[Stored entries]

•••••

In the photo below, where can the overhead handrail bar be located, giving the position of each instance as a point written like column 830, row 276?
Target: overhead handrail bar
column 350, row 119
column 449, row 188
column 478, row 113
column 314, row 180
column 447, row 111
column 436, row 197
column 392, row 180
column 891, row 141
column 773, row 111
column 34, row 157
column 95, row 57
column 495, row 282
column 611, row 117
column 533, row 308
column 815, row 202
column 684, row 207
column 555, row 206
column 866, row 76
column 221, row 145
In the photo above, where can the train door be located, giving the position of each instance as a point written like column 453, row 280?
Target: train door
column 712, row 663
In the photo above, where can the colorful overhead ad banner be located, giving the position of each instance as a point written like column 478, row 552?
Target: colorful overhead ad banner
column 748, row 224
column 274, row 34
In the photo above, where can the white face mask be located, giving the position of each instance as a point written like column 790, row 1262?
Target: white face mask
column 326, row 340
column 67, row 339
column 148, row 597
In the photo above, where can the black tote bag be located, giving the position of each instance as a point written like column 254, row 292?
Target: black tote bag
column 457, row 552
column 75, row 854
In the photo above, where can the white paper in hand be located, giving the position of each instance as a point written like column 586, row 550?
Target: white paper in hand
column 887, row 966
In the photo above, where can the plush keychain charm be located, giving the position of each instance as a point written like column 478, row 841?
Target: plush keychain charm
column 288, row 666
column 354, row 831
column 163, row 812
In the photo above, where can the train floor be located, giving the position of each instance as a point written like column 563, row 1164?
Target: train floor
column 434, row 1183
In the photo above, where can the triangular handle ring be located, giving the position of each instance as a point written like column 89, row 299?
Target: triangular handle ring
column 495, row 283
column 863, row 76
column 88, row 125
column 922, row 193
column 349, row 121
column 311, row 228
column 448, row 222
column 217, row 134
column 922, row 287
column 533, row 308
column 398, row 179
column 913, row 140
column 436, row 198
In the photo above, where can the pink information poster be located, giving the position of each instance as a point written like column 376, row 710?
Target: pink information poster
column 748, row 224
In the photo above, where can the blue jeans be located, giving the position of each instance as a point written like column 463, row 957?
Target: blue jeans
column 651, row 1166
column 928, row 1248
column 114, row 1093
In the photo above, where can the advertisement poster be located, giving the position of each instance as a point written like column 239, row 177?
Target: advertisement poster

•••••

Required action =
Each record above should be repeated exactly as it appears.

Solution to this exercise =
In the photo below, where can the overhead handrail bar be located, giving the position of each instance as a point written like column 830, row 276?
Target: overhead handrail bar
column 350, row 119
column 449, row 188
column 478, row 113
column 314, row 180
column 447, row 111
column 436, row 197
column 392, row 180
column 891, row 141
column 773, row 111
column 34, row 157
column 95, row 57
column 495, row 282
column 611, row 117
column 533, row 308
column 815, row 202
column 684, row 207
column 555, row 206
column 866, row 76
column 221, row 145
In the photo above, where can the train door be located, giving the position of each instance as a point written like column 453, row 280?
Target: train door
column 712, row 663
In the photo above, where can the colorful overhead ad banner be located, giving the position of each instance as a point written like column 478, row 552?
Target: colorful overhead ad banner
column 748, row 224
column 274, row 34
In the photo above, where can the white face mask be located, giving the position of each instance as a point written like column 790, row 1262?
Target: white face mask
column 326, row 340
column 67, row 339
column 148, row 597
In the photo above, where can the black tote bag be located, giving the position of each instance as a point written like column 254, row 292?
Target: black tote bag
column 457, row 552
column 75, row 854
In the photo above, where can the white paper in hand be located, giving the position of each instance as a point written like column 586, row 550?
Target: white paper in hand
column 887, row 966
In the photo above, where can the plush keychain charm be located, giving the position of each instance as a point written like column 478, row 841?
Target: plush keychain charm
column 288, row 666
column 354, row 831
column 163, row 812
In the photo above, where can the train floor be located, giving the position of each instance as a point written like column 563, row 1164?
Target: train floor
column 434, row 1183
In the photo above, where can the triangular handle ring be located, giving the position of each instance as a point written like column 89, row 299?
Target: triangular handle ring
column 495, row 283
column 863, row 76
column 88, row 125
column 922, row 193
column 349, row 121
column 311, row 228
column 448, row 222
column 217, row 134
column 922, row 287
column 533, row 308
column 398, row 179
column 913, row 140
column 436, row 198
In the photo above, where can the pink information poster be located, giving the position of each instance as a point written like column 376, row 710?
Target: pink information poster
column 748, row 224
In the photo above, where can the blue jeans be located, giving the position of each instance as a point written like column 463, row 957?
Target: blue jeans
column 651, row 1166
column 928, row 1248
column 114, row 1093
In the photo above, where can the advertisement poster be located, giving the position of each instance as a point written like column 239, row 177?
Target: advertisement poster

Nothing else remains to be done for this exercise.